Content starts

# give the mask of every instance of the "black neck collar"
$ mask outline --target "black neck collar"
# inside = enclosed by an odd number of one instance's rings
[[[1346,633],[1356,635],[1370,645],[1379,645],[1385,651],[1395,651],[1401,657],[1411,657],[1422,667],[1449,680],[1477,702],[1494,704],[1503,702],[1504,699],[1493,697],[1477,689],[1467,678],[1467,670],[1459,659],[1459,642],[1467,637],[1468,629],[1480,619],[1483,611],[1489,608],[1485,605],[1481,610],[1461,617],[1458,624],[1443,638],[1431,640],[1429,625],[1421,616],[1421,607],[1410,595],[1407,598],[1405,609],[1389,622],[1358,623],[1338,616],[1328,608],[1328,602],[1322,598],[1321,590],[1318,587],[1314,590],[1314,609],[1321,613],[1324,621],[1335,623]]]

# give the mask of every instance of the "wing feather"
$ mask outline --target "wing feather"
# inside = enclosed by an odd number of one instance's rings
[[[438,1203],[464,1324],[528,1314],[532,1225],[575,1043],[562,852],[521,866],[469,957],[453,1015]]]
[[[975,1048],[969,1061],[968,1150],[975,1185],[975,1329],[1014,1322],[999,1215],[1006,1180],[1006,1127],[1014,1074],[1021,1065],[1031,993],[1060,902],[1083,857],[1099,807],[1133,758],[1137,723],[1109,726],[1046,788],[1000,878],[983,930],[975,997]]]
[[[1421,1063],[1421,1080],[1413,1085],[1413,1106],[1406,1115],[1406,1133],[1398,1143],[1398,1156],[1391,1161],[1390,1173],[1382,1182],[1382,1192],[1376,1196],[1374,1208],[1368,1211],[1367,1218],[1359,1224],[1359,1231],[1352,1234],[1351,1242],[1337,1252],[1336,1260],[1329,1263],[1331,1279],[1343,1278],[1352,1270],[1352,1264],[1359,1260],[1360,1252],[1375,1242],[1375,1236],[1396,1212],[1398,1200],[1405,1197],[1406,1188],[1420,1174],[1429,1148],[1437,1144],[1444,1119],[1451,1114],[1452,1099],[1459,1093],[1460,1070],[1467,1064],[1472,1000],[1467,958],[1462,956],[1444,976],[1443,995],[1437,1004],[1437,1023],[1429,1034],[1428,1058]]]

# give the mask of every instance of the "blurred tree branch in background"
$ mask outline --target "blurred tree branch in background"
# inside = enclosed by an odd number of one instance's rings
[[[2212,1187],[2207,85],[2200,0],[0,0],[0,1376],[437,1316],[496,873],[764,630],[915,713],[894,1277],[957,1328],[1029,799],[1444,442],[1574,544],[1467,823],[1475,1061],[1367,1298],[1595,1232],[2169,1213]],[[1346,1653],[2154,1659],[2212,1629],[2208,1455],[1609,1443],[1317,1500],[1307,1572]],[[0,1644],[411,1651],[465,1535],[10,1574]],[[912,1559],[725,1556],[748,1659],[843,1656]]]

Content ends

- **How to complete this task**:
Determine how many lines of the listing above include the word "branch", and report that number only.

- **Response to this task**:
2